* Consegna *
Riproduci parola per parola la parte del brano sul 1915 che comincia con "Dopo circa un" e prosegue fino a "condotta della guerra.".

* Brano scelto *
Dopo circa un mese ebbe inizio la prima vera battaglia sull’Isonzo (a partire dal 23 giugno 1915), che si concentrò sull’altopiano del Carso e fece retrocedere le forze austriache fino all’inizio dell’inverno, quando subentrò una stasi nella condotta della guerra.
Con il regio decreto n. 993 del 26 giugno 1915 fu stabilita la mobilitazione industriale per assicurare i rifornimenti dell’esercito.
Nel corso dei primi mesi di combattimenti, l’attività parlamentare fu confinata a sessioni sempre più brevi e sempre più finalizzate alla conversione dei decreti-legge del governo, a tal punto da suscitare le vivaci proteste di deputati e senatori, contrari alla pratica di una decretazione debordante.

* Dati *
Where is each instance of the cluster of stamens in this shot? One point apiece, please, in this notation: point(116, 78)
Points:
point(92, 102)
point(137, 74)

* Soluzione *
Dopo circa un mese ebbe inizio la prima vera battaglia sull’Isonzo (a partire dal 23 giugno 1915), che si concentrò sull’altopiano del Carso e fece retrocedere le forze austriache fino all’inizio dell’inverno, quando subentrò una stasi nella condotta della guerra.